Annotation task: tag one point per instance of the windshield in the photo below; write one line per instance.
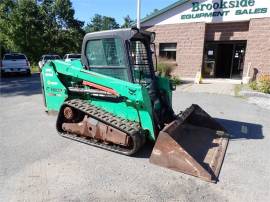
(52, 57)
(107, 56)
(14, 57)
(140, 61)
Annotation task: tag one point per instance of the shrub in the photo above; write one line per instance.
(263, 83)
(175, 80)
(165, 67)
(253, 85)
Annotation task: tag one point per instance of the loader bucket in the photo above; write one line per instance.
(194, 144)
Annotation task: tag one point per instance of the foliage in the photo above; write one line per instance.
(253, 85)
(127, 22)
(152, 13)
(39, 27)
(99, 22)
(262, 84)
(175, 80)
(165, 67)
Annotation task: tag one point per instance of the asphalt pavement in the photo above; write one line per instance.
(36, 164)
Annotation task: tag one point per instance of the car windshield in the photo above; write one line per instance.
(14, 57)
(75, 56)
(52, 57)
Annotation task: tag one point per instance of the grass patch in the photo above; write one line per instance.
(34, 69)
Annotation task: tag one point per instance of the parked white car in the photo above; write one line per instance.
(15, 63)
(72, 56)
(45, 58)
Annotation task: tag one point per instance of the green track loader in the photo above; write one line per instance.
(113, 99)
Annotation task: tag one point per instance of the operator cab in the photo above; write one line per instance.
(124, 54)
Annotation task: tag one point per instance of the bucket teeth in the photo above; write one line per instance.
(194, 144)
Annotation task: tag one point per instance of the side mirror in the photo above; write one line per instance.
(172, 86)
(153, 52)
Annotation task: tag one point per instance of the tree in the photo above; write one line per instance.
(99, 22)
(37, 27)
(127, 22)
(154, 11)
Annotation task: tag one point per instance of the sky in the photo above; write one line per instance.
(86, 9)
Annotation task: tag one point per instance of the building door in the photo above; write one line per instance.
(224, 59)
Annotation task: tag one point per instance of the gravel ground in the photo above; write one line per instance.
(38, 165)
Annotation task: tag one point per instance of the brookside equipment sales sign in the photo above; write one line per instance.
(224, 10)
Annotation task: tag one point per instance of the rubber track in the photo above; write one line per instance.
(131, 128)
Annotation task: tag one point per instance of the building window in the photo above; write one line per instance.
(168, 50)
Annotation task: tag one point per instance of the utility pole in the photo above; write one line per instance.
(138, 14)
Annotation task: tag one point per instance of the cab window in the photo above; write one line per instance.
(107, 56)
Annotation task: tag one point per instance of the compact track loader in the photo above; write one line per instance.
(113, 99)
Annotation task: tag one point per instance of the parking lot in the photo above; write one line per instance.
(36, 164)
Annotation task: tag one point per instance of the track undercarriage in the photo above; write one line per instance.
(83, 122)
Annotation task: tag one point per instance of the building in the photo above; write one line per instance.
(219, 38)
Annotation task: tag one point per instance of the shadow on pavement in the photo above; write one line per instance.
(236, 129)
(20, 85)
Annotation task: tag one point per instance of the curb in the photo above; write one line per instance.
(254, 94)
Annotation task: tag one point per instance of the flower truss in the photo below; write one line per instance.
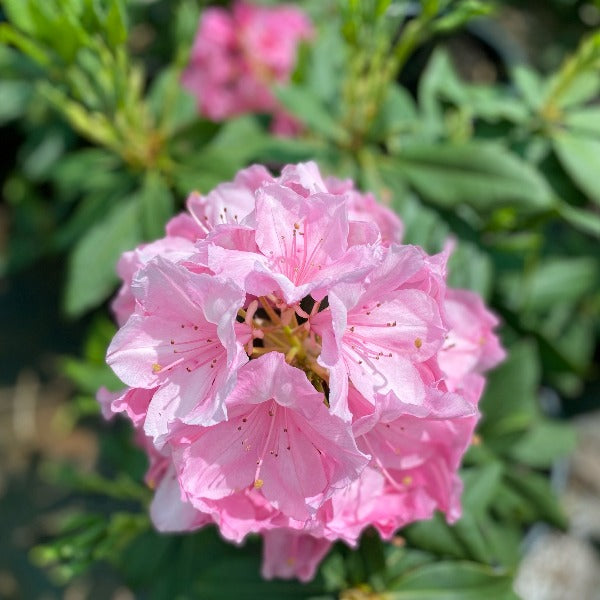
(293, 370)
(239, 54)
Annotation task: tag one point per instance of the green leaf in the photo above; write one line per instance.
(481, 484)
(483, 175)
(116, 24)
(308, 108)
(157, 205)
(530, 85)
(90, 377)
(580, 157)
(560, 280)
(452, 581)
(584, 220)
(435, 536)
(510, 400)
(543, 444)
(470, 268)
(173, 108)
(91, 274)
(327, 64)
(536, 489)
(15, 99)
(584, 121)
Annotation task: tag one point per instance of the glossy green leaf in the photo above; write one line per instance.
(510, 399)
(452, 581)
(156, 204)
(580, 157)
(536, 489)
(543, 444)
(91, 274)
(483, 175)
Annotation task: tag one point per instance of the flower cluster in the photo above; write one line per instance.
(239, 54)
(293, 370)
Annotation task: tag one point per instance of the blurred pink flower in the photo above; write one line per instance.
(239, 54)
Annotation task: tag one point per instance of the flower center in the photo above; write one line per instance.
(278, 327)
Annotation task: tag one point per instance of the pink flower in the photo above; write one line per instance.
(471, 345)
(181, 340)
(288, 554)
(237, 56)
(294, 371)
(279, 438)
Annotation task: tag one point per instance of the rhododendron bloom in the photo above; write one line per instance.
(294, 371)
(239, 55)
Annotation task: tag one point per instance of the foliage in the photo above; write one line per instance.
(508, 170)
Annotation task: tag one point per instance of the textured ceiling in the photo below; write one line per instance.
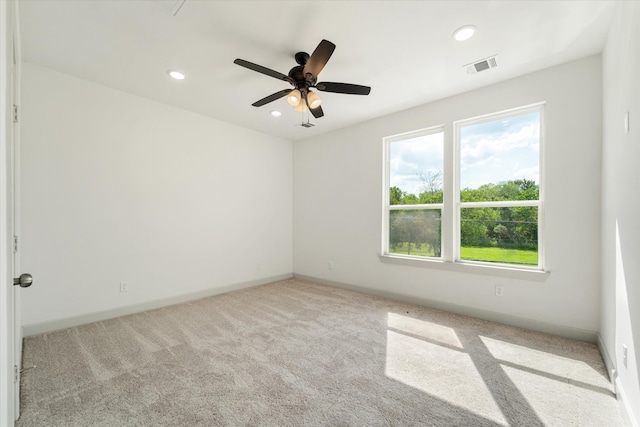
(402, 49)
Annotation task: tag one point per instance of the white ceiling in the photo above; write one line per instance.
(402, 49)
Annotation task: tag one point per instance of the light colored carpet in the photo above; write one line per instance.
(295, 353)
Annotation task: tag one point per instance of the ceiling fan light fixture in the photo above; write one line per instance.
(464, 33)
(176, 74)
(314, 100)
(294, 98)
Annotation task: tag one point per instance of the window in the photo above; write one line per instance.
(484, 207)
(414, 209)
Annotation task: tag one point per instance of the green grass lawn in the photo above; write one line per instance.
(507, 256)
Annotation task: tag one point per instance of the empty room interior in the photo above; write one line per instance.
(320, 213)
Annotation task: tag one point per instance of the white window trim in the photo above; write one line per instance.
(450, 208)
(387, 207)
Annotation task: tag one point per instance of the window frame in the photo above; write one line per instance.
(457, 126)
(388, 207)
(451, 206)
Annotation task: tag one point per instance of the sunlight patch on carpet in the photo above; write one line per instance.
(440, 371)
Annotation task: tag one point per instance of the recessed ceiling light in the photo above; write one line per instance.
(176, 75)
(464, 33)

* [Work required] Copy every line from the one containing "Annotation task: tag one point per instance of the empty" down to the end of the records, scaling only the point coordinates: multiply each by 1.45 and round to the nearest whole number, with halves rounded up.

* [Task answer]
Annotation task: tag one point per instance of the empty room interior in the photo above; write one line per instance.
(464, 309)
Annotation task: tag one point per instance of the white window trim in the photo above; write one line per instance.
(653, 302)
(561, 300)
Annotation task: tag one point per instance of the window frame in the photo above; write one line per instance.
(663, 183)
(563, 300)
(654, 299)
Annotation task: tag one point per instance of the sunlight patch on carpet in the photo above; write one line per instance.
(638, 538)
Annotation task: tag one point per instance of the recessed ceiling light in the photo above; write one line per instance.
(255, 109)
(673, 48)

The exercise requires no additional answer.